● **GIVEN EXERCISE**:
Answer these from the Bengals offseason article:
(a) What record have the returning coordinators led the Bengals to over the past two seasons?
(b) What were the terms of Carlos Dunlap's extension?
(c) Whom did Lewis name as the "one impact guy" the team was able to get?

● **EXTRACT PROVIDED**:
Tuesday's luncheon capped one of the most optimistic offseasons in recent Bengals history. While Brown talked about the character of the roster, Lewis talked about its composition and how he's excited about the mix of new veterans, young veterans, and the catchy rookie class as a slew of NFL pundits pick the Bengals to be a 2013 power.
Plus, the same coordinators that have led the Bengals to a 19-13 record the past two seasons are back despite defensive coordinator Mike Zimmer and offensive coordinator Jay Gruden undergoing interviews for head coaching jobs.
"It's great to have the continuity of the coaching staff. Particularly from the framework of the players because of the emotional parts of going through the ups and downs and the grinds of the season," Lewis said. "They know what to expect from those guys and those guys know what to expect from two-thirds of the roster. I think that's a good thing because you don't have to go through the process of restart, rechange."
The Bengals are upbeat, in large part, because they followed their offseason blueprint to the lines and letters. They wanted to sign most of their free agents, and during a rapid-fire March and April they reeled in a combination of 17 of their own UFAs, franchise players, restricted and exclusive right free agents that dropped about $40 million in 2013 salary cap numbers.
By the time left end Carlos Dunlap signed a five-year, $40 million extension last week, the Bengals had about $6 million under this year's cap. Since the average they spend each year on replacing injured players is about $5 million, they have about $1 million in dead money, and $1 million ready for the practice squad, the Bengals are looking right at or maybe even over the $123 million cap after keeping their own.
In addition to keeping the home fires burning Lewis really liked two guys the club went out and got from other clubs in perennial Pro Bowler James Harrison on defense and West Coast offense veteran tight end Alex Smith.
"We wanted to find one impact guy and we were able to get James Harrison," Lewis said. "I think another guy that we acquired that is going to be a help, whether he helps in competitiveness, whether he helps by making the 53, making us better on Sundays is Alex Smith on offense. He has really done a nice job. We watched him, coached against him."

● **DATA PROVIDED**:
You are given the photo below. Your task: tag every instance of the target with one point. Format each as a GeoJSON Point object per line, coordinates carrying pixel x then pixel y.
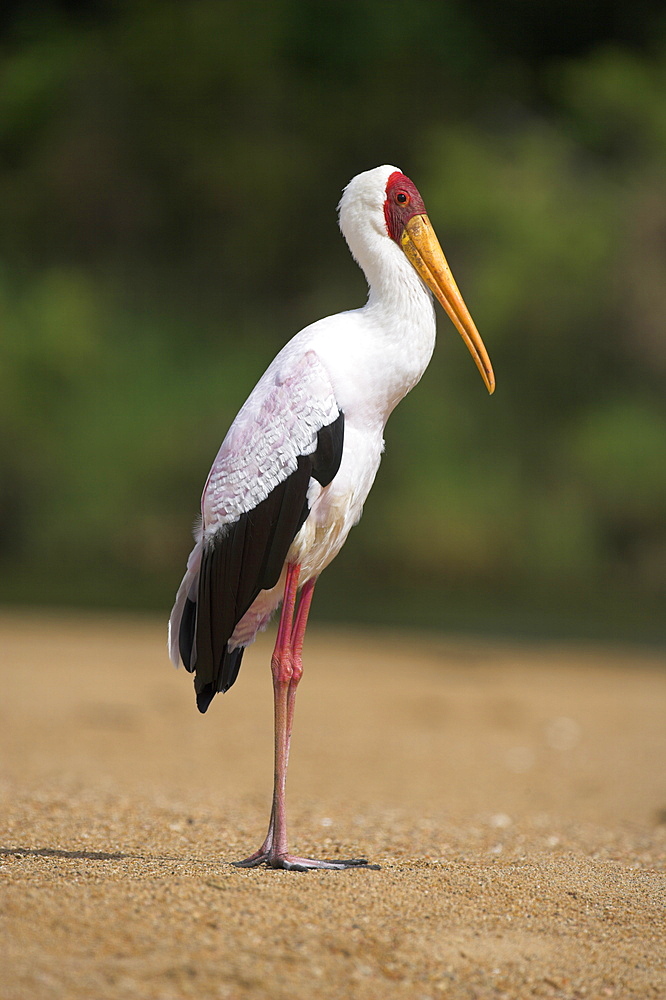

● **RIGHT ANSWER**:
(a) 19-13
(b) Five years, $40 million
(c) James Harrison